** Task data **
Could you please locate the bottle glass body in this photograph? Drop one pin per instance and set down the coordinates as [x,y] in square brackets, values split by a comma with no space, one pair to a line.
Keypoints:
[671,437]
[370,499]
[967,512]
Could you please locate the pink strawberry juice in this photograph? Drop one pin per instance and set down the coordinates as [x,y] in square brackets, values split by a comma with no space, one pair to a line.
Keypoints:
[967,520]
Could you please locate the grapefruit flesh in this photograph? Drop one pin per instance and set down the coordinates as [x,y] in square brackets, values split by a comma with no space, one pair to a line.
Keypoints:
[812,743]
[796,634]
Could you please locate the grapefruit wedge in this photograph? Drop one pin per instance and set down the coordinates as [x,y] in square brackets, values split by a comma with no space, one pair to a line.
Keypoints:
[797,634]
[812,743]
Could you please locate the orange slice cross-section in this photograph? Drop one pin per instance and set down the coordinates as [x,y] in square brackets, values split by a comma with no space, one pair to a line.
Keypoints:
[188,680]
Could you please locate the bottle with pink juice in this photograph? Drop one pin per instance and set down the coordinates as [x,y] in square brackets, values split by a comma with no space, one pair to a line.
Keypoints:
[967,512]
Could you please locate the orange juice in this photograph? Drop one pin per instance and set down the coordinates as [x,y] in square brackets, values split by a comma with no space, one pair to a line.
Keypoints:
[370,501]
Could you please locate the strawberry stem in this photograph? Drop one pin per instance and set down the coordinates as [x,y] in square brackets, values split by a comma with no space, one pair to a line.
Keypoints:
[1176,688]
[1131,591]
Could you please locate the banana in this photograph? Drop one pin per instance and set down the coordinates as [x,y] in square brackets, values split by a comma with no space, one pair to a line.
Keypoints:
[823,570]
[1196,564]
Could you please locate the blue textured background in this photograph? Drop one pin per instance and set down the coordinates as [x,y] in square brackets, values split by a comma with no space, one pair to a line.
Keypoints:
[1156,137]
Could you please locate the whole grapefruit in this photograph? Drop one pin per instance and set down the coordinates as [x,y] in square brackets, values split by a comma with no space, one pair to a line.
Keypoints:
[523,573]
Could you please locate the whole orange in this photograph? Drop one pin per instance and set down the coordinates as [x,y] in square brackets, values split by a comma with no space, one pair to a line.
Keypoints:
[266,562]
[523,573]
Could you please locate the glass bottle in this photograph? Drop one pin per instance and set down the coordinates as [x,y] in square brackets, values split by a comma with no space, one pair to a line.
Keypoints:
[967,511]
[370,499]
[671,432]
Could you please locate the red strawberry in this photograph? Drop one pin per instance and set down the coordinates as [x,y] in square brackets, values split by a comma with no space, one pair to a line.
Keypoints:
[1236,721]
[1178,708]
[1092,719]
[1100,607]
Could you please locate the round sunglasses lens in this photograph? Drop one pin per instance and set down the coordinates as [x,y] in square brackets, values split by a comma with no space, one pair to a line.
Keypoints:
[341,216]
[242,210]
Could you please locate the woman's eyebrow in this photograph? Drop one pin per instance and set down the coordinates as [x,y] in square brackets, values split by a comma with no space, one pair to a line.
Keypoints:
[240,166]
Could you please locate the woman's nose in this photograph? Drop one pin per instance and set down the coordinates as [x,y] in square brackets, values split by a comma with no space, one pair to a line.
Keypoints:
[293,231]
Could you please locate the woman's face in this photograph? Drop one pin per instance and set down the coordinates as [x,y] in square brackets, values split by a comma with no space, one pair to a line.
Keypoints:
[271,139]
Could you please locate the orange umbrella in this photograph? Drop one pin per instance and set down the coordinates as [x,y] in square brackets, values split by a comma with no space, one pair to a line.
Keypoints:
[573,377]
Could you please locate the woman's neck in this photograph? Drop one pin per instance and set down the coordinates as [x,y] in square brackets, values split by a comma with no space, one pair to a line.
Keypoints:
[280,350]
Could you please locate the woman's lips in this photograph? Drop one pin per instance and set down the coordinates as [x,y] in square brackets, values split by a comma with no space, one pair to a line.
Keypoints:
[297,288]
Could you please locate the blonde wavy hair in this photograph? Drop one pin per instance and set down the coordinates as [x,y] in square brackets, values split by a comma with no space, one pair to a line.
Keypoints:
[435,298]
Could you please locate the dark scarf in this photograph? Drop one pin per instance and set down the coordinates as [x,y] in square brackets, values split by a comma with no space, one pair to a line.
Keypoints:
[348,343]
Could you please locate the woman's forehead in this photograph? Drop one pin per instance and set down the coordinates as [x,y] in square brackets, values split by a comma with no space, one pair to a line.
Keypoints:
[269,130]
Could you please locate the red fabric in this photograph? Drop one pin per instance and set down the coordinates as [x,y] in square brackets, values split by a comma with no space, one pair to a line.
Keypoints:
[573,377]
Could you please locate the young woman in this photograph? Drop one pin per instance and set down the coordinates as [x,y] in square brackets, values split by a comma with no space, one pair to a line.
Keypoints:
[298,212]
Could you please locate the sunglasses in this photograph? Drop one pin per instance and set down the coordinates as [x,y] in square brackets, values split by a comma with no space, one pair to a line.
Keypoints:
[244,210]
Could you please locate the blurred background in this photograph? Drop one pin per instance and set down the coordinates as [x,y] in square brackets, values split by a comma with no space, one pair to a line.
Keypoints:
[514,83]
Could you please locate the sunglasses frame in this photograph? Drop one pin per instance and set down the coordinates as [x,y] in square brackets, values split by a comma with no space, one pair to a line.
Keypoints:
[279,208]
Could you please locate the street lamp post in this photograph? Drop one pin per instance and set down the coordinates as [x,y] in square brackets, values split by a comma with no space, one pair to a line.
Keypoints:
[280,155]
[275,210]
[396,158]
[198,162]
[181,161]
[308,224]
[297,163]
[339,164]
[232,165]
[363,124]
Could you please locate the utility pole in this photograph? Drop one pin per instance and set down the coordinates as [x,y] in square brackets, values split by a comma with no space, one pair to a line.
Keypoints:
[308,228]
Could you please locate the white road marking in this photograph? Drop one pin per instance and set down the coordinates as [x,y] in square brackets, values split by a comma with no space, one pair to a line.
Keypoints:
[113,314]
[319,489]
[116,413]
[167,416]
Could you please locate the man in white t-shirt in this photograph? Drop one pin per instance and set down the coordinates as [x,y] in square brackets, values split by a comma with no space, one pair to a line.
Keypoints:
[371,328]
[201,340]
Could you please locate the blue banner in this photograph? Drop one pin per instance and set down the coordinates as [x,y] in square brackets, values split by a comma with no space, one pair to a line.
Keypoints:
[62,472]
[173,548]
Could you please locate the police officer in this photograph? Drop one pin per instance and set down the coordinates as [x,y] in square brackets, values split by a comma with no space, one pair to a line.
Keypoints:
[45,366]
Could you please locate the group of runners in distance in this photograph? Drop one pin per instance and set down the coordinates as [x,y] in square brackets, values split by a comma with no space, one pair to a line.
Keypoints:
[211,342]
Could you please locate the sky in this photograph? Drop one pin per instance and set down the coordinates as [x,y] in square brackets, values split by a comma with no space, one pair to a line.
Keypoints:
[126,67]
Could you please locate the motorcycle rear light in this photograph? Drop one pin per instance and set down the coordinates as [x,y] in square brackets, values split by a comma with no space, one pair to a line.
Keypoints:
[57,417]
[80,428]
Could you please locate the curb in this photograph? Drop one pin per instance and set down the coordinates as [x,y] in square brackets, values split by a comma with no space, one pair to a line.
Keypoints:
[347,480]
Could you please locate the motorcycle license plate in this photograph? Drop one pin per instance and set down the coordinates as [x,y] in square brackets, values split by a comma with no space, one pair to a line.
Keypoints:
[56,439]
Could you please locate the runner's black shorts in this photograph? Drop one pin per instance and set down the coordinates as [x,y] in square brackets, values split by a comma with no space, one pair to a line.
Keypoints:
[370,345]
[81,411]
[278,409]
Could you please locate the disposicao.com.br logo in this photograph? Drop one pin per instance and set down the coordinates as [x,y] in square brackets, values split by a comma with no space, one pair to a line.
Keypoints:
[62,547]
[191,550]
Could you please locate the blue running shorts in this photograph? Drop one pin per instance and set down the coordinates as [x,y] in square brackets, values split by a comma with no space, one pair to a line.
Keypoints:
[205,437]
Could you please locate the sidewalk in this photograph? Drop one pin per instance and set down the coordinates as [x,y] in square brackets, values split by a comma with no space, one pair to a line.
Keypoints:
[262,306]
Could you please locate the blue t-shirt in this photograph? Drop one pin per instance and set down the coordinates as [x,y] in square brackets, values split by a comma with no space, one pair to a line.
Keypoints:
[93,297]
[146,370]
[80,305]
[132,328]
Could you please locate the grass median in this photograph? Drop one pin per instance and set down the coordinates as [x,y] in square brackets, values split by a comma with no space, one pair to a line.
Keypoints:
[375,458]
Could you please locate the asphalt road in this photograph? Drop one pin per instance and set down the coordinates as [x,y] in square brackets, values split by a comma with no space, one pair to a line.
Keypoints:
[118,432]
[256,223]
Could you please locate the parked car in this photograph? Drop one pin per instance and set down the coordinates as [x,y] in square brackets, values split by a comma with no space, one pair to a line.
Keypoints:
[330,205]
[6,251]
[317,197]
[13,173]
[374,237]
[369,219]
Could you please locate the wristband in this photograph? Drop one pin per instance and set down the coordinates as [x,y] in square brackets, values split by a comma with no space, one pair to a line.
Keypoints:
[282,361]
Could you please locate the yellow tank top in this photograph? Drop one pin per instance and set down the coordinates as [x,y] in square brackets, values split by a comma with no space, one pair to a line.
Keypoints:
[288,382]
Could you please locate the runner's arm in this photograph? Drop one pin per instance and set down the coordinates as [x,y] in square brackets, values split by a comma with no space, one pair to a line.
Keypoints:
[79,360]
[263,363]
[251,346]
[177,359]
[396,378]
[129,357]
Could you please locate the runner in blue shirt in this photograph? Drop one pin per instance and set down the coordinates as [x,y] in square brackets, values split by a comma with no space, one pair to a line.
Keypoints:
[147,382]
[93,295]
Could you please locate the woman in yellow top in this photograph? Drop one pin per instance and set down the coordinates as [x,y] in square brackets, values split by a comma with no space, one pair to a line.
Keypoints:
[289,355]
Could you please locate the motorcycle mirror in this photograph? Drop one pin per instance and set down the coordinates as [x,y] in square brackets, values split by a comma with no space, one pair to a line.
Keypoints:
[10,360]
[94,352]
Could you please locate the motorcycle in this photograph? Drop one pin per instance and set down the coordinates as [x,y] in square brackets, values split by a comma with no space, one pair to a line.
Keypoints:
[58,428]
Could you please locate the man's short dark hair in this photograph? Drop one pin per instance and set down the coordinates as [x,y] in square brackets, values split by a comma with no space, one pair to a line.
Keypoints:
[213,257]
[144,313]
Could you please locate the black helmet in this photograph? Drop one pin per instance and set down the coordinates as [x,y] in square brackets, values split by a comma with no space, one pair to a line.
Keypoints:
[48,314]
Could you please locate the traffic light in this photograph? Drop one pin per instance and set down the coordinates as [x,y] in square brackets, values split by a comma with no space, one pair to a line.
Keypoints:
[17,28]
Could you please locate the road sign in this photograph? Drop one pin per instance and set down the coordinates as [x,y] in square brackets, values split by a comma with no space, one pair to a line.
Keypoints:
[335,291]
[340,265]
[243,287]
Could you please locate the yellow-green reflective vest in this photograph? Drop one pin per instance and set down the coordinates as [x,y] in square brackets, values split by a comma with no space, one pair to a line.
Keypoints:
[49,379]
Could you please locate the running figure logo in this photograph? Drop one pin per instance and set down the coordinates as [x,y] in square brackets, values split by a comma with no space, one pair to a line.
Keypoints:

** Short task **
Starting from the line with "Could you please locate the traffic" and ending with the final line of the data, quote every line exactly, both ends included.

** Finished task **
Could you please locate the traffic light in this photograph? Drop one pin per instance and set down the coordinates as [x,y] in square brackets, values split by a comma with no space, one pair to a line.
Keypoints:
[17,28]
Could you please locate the road sign in this photograph? Drop one pin per instance and set down the coordinates as [x,y] in square brackets, values split by a comma with no space, one pair to a line.
Keypoints:
[335,291]
[340,265]
[243,287]
Could you please locate the yellow-green reflective vest in this photograph? Drop one pin per instance and set down the coordinates as [x,y] in square brackets, values split by a comma with no space, one pair to a line.
Keypoints:
[49,379]
Could you please locate the running figure logo in this photograph? Drop one pin per instance and set down the coordinates as [x,y] in square brackets, values split by a comma with no space, one pair to a line.
Keypoints:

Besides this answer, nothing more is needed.